▸ **DATASET**:
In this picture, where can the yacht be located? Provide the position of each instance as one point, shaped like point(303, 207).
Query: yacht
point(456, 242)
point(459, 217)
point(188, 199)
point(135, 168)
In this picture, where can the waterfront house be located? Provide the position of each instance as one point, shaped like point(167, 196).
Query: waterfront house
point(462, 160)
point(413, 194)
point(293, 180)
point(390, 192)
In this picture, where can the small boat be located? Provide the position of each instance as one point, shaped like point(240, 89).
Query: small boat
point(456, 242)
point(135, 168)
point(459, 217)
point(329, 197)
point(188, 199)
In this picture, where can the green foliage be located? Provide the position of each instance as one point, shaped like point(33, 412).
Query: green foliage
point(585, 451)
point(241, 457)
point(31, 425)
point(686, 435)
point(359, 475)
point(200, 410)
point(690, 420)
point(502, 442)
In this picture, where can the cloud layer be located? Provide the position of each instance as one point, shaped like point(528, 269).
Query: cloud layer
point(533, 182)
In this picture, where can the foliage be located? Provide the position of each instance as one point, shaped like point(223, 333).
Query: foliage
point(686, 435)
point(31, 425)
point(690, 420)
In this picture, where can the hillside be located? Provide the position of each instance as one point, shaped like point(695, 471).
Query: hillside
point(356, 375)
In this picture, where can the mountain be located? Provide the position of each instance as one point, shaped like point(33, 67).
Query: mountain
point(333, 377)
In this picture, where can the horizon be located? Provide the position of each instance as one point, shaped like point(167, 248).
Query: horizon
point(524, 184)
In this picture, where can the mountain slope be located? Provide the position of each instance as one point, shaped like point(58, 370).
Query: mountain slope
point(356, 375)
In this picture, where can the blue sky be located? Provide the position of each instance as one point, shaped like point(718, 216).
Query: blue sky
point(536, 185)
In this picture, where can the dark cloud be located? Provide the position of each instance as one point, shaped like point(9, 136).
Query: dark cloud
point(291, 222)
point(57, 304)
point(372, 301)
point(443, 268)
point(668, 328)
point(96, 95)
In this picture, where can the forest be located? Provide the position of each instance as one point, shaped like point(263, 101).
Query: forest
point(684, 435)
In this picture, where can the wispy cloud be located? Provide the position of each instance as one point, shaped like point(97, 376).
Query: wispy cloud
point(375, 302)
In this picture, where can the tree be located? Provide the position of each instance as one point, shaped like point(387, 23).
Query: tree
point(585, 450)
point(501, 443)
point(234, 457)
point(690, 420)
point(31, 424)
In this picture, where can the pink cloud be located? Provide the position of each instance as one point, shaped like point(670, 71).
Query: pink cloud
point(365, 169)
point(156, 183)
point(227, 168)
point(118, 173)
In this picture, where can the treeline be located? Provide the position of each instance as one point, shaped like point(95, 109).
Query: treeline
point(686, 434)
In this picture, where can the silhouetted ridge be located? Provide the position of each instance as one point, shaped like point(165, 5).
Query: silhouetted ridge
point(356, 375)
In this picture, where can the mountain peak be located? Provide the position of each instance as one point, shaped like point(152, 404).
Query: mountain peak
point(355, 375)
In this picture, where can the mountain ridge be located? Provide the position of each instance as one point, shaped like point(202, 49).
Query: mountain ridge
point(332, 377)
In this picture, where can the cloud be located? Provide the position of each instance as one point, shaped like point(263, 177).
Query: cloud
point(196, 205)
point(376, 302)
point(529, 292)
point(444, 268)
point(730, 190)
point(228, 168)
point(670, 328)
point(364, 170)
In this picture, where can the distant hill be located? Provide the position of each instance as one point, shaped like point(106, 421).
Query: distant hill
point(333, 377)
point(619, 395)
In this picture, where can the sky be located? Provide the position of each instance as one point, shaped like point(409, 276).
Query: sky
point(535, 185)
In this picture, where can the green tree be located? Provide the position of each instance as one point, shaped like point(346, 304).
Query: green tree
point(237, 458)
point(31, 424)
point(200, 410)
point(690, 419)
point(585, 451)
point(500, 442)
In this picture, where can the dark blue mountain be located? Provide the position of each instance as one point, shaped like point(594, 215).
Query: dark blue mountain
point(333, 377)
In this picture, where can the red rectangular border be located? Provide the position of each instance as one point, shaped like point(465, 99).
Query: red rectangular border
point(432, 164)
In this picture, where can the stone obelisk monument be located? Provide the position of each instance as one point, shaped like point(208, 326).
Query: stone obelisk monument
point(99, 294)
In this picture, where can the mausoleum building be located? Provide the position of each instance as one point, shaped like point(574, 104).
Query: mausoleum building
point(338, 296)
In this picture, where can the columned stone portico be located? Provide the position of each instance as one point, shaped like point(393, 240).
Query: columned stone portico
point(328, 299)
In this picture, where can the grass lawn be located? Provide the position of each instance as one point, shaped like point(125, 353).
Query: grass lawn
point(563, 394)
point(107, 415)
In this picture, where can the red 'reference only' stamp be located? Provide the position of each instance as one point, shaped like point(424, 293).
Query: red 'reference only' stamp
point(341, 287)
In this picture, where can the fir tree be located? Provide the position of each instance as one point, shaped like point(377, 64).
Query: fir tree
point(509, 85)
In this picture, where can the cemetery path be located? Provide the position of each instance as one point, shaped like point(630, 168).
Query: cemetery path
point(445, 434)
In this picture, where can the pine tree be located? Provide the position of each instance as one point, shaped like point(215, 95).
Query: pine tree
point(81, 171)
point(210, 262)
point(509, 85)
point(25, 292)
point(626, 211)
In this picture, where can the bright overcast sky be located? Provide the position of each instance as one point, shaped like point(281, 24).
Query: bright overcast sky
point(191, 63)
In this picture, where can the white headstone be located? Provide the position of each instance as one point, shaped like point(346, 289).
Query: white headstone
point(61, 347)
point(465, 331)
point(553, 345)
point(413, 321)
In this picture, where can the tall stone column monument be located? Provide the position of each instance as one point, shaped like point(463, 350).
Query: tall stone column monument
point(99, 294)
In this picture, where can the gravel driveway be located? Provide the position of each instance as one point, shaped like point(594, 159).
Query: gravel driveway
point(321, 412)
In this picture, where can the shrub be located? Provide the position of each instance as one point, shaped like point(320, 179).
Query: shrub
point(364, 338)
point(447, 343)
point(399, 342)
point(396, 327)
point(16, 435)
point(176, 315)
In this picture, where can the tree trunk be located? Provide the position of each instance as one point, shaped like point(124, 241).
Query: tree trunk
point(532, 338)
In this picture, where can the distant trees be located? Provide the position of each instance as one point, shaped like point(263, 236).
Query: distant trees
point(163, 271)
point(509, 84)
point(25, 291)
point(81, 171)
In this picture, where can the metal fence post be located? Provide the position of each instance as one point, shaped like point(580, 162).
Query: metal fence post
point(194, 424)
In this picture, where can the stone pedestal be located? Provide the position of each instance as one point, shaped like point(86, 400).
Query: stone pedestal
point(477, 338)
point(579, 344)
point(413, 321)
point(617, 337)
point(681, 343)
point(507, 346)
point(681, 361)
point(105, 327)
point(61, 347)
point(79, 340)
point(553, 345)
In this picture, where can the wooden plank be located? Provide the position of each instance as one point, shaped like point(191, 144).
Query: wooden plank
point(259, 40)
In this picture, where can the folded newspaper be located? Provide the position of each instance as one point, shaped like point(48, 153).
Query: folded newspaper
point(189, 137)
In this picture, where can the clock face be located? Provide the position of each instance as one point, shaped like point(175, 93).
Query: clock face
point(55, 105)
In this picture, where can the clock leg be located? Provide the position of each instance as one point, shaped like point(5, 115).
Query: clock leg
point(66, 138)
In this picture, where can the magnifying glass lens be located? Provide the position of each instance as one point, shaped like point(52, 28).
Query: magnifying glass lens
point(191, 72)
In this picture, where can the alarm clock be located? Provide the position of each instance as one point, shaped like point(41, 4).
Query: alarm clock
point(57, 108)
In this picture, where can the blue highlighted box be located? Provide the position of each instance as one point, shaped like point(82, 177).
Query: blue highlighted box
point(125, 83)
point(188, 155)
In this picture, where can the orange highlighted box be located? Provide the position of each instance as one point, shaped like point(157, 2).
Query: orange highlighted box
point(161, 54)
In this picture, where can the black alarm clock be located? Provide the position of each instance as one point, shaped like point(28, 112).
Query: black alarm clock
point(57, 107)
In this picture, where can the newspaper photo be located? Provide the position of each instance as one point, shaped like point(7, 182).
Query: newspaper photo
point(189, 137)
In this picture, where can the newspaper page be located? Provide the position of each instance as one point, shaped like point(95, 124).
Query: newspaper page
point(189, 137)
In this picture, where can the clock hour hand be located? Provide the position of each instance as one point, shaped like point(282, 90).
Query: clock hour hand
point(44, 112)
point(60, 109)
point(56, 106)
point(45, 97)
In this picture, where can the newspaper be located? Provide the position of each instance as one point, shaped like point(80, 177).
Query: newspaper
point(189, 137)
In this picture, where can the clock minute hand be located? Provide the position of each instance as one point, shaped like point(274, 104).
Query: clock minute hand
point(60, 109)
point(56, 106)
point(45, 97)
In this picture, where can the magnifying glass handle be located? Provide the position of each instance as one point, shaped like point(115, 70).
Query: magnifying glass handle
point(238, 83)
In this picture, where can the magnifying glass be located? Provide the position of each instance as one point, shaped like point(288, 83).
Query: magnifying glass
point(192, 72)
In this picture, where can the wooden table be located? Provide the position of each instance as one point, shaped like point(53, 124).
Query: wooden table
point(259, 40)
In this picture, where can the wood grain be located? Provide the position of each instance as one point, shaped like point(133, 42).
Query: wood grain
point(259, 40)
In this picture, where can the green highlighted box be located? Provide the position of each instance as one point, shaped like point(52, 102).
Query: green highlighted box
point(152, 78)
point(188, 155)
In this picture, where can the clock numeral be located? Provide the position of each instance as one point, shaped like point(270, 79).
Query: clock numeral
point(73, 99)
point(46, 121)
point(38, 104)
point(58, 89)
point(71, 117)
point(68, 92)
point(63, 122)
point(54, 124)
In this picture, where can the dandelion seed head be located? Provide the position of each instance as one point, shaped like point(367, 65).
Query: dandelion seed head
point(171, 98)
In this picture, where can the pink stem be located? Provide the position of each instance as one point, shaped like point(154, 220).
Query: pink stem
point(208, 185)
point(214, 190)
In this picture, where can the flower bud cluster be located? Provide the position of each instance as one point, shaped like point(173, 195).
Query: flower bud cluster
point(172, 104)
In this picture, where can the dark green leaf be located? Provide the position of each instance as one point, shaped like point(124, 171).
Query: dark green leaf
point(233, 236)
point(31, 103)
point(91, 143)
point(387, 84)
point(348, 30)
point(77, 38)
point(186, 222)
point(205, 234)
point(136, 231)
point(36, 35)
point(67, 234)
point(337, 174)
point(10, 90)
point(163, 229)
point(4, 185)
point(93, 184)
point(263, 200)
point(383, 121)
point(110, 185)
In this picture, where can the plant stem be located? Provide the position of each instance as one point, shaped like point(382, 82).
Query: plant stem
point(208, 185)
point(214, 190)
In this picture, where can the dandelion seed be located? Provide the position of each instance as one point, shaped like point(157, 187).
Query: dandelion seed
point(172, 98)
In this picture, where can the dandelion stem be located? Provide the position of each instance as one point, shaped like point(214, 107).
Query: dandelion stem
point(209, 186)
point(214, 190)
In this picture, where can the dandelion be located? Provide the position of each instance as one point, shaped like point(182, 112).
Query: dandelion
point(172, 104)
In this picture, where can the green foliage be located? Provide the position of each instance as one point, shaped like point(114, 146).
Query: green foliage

▸ **EXERCISE DIRECTIONS**:
Turn the data, from its first line through the line containing "point(390, 192)", into a Markdown table with the columns Row and Text. Put each line's number under Row and the line itself under Text, and leave out any blank lines.

▸ **ANSWER TO THE TASK**:
| Row | Text |
|---|---|
| 1 | In this picture, where can the yacht be located? Provide the position of each instance as one point, shaped like point(303, 207). |
| 2 | Query: yacht |
| 3 | point(456, 242) |
| 4 | point(459, 217) |
| 5 | point(188, 199) |
| 6 | point(135, 168) |
| 7 | In this picture, where can the waterfront house be located? Provide the position of each instance as one point, shaped like point(167, 196). |
| 8 | Query: waterfront house |
| 9 | point(462, 160) |
| 10 | point(413, 194) |
| 11 | point(293, 180) |
| 12 | point(390, 192) |